─── RAW RECORDS
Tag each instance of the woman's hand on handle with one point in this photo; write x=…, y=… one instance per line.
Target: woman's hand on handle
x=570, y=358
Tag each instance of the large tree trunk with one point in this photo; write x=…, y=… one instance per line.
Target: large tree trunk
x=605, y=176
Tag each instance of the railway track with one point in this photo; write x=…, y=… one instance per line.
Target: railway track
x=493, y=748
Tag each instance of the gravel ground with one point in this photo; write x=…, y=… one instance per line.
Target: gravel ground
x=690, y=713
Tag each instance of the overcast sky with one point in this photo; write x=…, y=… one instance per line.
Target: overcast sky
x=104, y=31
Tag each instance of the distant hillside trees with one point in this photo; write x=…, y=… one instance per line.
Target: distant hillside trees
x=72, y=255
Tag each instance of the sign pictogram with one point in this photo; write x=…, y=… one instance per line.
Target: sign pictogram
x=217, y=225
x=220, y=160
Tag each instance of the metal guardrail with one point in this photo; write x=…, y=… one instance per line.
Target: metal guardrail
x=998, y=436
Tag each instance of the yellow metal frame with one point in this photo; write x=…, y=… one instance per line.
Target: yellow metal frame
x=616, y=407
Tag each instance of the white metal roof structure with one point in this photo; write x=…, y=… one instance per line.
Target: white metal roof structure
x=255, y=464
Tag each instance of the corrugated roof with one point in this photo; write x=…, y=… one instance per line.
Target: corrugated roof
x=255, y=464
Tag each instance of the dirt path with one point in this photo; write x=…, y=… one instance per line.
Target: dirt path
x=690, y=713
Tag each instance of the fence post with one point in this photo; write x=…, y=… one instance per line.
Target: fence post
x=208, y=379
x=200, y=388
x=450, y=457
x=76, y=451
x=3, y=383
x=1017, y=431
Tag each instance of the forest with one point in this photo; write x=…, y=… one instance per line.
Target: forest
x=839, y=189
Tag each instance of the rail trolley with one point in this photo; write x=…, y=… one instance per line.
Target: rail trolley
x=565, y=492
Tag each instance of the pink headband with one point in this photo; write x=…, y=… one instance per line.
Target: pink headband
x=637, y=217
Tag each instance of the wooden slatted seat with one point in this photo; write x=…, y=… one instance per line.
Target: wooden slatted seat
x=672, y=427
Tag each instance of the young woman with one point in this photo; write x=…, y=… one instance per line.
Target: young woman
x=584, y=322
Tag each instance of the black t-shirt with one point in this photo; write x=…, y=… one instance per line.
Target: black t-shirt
──────
- STATED EXERCISE -
Lay out every one of the rows above as a JSON list of strings, with one string per line and blank lines dropped.

- WRITTEN RESPONSE -
[
  "Tag each instance of the woman's hand on handle with one point in this photo; write x=…, y=… one instance per line.",
  "Target: woman's hand on handle",
  "x=570, y=358",
  "Tag each instance of the large tree trunk with one point in this photo; write x=…, y=… one instance per line.",
  "Target: large tree trunk",
  "x=605, y=176",
  "Tag each instance of the railway track with one point in this photo; write x=…, y=… one instance per line.",
  "Target: railway track",
  "x=493, y=748",
  "Tag each instance of the gravel ground with one point in this photo; write x=…, y=… one instance per line.",
  "Target: gravel ground",
  "x=690, y=713",
  "Tag each instance of the overcast sky with one point in this photo; write x=…, y=… one instance per line.",
  "Target: overcast sky",
  "x=104, y=31",
  "Tag each instance of the distant hillside trees with one point in this photo; write x=…, y=… one instance per line.",
  "Target: distant hillside trees",
  "x=72, y=255",
  "Tag each instance of the sign pictogram with one point in this photo; write x=…, y=… one instance per line.",
  "Target: sign pictogram",
  "x=217, y=225",
  "x=220, y=160",
  "Tag each instance of the metal guardrail with one point in this photo; write x=…, y=… one instance per line.",
  "Target: metal guardrail",
  "x=998, y=436",
  "Tag each instance of the yellow metal frame with one point in this photo; write x=…, y=… one instance per line.",
  "Target: yellow metal frame",
  "x=616, y=407",
  "Tag each instance of the white metal roof structure with one point in this photo; write x=…, y=… one instance per line.",
  "Target: white metal roof structure",
  "x=255, y=464",
  "Tag each instance of the corrugated roof with one point in this photo; write x=…, y=… one instance per line.",
  "Target: corrugated roof",
  "x=255, y=464",
  "Tag each instance of the dirt path with one point in this photo; write x=…, y=… one instance per line.",
  "Target: dirt path",
  "x=690, y=713",
  "Tag each instance of the fence post with one point in this photo; write x=…, y=… one instance per line.",
  "Target: fence post",
  "x=208, y=379",
  "x=200, y=388",
  "x=450, y=457",
  "x=76, y=451",
  "x=3, y=383",
  "x=1017, y=431",
  "Tag each instance of the forest with one point in this photo; write x=…, y=… one instance per line.",
  "Target: forest",
  "x=839, y=189",
  "Tag each instance of the rail trolley with one point in this photo; write x=…, y=… one instance per line.",
  "Target: rail trolley",
  "x=565, y=492",
  "Tag each instance of the pink headband with one point in this photo; write x=…, y=… one instance per line.",
  "Target: pink headband",
  "x=637, y=217",
  "Tag each instance of the wooden slatted seat with one point in this photo; write x=…, y=… one instance per line.",
  "Target: wooden slatted seat",
  "x=672, y=427",
  "Tag each instance of the young woman with one point in this photo; write x=…, y=… one instance per line.",
  "Target: young woman",
  "x=584, y=322",
  "Tag each instance of the black t-shirt with one point in this photo; write x=…, y=… one instance per line.",
  "Target: black t-shirt"
]